- _SHORT TASK_
Reproduce every line of the items from the line containing "# test: pointer returns one pin per instance of the pale" through the end of the items, inclusive, keeping the request lines unchanged. Shift each x and y coordinate in the answers up by 66.

[Rows from a dataset]
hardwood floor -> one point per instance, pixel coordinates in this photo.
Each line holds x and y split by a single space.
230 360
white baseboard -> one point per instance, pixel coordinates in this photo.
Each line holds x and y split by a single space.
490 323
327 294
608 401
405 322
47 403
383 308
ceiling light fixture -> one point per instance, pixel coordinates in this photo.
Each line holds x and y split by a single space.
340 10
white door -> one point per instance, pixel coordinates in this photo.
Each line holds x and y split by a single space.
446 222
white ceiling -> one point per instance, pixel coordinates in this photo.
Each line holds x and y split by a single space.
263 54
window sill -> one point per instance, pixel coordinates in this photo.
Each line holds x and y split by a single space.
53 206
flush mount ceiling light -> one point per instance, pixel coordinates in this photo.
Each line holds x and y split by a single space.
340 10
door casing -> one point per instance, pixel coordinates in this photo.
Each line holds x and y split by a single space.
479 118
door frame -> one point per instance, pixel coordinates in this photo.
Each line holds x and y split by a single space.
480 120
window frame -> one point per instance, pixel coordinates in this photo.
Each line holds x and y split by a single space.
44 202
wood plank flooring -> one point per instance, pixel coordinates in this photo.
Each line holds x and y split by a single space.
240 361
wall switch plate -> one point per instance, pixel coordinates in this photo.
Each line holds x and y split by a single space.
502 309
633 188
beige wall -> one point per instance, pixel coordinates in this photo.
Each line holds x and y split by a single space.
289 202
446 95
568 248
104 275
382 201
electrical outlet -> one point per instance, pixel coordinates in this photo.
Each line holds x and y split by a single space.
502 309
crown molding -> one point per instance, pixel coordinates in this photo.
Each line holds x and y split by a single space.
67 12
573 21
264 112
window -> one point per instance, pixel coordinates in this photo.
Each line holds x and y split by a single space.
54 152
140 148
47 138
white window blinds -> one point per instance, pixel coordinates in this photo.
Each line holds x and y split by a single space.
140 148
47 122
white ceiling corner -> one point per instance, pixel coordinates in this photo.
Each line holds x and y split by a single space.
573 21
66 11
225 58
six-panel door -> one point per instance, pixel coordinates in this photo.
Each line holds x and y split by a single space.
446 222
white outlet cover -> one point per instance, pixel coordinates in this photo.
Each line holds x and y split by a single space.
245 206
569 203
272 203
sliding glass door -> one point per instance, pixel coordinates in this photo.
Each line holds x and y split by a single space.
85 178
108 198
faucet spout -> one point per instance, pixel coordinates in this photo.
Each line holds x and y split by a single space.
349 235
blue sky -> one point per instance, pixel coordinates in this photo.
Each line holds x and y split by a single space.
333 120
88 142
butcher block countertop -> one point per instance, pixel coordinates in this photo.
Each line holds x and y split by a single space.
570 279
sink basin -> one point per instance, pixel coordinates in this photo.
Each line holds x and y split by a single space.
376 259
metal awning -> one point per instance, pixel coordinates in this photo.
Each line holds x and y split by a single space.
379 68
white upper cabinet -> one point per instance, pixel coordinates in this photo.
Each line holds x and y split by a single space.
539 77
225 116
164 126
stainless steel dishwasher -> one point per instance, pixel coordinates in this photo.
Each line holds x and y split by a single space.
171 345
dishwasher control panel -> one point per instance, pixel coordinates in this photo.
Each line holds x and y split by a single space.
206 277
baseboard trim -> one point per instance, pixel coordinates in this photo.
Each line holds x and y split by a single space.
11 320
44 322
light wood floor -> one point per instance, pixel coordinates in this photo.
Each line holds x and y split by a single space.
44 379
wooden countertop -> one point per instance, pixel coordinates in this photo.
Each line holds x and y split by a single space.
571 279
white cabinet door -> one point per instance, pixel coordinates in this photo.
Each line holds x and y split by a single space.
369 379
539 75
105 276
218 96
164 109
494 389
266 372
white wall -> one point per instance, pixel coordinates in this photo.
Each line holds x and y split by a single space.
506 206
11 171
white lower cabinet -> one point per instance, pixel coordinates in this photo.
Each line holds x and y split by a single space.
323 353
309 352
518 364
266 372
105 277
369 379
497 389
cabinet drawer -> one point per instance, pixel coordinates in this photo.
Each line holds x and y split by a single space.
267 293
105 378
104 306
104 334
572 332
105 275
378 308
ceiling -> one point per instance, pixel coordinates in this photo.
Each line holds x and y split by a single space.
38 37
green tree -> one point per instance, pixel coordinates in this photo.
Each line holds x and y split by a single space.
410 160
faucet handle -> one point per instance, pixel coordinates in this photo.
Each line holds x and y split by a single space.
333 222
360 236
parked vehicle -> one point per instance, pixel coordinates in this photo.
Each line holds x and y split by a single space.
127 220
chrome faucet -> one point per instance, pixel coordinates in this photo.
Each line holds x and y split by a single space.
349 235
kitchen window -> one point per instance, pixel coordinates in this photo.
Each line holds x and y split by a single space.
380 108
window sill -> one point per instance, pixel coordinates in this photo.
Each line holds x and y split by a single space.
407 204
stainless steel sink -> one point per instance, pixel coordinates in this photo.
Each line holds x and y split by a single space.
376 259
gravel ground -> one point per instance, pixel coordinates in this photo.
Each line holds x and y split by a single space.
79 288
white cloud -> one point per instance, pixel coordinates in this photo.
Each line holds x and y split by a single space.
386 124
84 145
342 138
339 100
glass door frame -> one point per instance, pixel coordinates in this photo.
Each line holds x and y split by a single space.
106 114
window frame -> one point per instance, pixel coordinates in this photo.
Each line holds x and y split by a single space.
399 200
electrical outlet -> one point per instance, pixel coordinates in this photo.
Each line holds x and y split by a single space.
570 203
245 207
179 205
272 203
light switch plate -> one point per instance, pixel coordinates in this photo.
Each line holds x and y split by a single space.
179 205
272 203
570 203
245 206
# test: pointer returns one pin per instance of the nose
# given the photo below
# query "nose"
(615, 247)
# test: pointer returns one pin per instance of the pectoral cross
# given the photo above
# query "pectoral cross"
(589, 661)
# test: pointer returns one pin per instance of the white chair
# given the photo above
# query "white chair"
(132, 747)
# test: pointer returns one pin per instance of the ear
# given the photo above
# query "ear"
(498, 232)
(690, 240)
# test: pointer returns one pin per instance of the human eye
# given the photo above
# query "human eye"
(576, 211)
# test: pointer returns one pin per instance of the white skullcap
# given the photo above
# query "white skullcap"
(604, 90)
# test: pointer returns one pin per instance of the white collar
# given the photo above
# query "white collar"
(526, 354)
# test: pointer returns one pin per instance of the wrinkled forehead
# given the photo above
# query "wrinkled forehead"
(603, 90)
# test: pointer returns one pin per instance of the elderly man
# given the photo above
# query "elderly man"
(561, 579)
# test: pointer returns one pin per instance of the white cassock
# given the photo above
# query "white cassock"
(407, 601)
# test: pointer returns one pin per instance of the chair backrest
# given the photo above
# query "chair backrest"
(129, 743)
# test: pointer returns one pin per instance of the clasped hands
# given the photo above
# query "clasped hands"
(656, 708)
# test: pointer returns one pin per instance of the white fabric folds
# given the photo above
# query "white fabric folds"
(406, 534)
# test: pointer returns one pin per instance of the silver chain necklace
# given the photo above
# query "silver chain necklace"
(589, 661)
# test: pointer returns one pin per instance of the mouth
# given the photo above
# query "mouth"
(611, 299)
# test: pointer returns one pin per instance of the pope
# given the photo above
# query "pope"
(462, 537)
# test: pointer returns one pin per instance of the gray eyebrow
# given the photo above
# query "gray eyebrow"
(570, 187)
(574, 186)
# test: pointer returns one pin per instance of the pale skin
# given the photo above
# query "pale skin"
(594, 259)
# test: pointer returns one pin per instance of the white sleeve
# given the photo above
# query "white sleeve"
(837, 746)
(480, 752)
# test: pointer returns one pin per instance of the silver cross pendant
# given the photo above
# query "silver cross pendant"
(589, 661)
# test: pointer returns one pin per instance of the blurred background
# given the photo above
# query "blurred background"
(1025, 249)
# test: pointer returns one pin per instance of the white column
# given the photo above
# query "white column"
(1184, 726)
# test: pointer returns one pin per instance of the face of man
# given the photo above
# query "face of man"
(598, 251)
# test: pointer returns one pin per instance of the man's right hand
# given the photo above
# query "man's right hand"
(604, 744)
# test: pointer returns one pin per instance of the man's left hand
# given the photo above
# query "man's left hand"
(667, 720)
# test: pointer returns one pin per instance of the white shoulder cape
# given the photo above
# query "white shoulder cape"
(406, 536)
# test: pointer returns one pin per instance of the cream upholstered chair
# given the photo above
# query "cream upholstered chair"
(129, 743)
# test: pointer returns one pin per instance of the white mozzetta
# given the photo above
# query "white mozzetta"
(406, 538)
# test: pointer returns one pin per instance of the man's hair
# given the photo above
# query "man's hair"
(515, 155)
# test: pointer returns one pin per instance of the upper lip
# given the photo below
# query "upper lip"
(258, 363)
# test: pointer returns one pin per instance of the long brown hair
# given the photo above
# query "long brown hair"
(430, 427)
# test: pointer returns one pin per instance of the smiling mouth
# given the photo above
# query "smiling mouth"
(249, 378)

- _FINAL ANSWER_
# test: pointer returns one pin per instance of the pale skin
# given the photo above
# query "pale skin"
(660, 325)
# test: pointer returns one pin per instance of the white sleeve
# given the photo above
# query "white sleeve"
(903, 812)
(546, 818)
# test: pointer returns one pin per instance of the silver cross pendant
# given the photo above
# query "silver cross pendant"
(655, 727)
# test: pointer returns one pin per instance of the blurred background
# given the photo above
# query "blurred background"
(1091, 315)
# test: pointer returns one pin per instance of the white column
# given the photo above
# query "white column"
(1250, 792)
# test: pointer returns one pin per instance of the face of man
# given the photo above
# query "face of man"
(664, 317)
# test: pointer returns one pin per instance of the man's right hand
# given the photo above
# query "man's right hand"
(670, 810)
# test: pointer returns one pin per instance of the man's left hand
# given the photo above
# query "man's left hand"
(733, 786)
# test: pointer returns one pin per instance of the white shoulder cape
# given the photo above
# query "white shoulder cape"
(472, 602)
# test: pointer returns one pin per instance of the cream upholstered chair
# given the photo above
# query "cream upholstered chair"
(195, 809)
# test: pointer returns one pin per instance of the white mozzetta
# given the photo above
# query "white mozzetta"
(472, 604)
# test: pointer returns one pin per instance of the man's hair
# given the photo above
# query "man's hair"
(581, 221)
# test: pointer returns one pin per instance of the upper lip
# given the photo below
# query "upper lip"
(324, 429)
# test: pointer returns one pin per instance of the long brown hair
# given the photo above
# query "long brown hair"
(496, 493)
# test: pointer returns one pin per instance of the smiling mouth
# given the photo above
# query "smiling mouth"
(315, 444)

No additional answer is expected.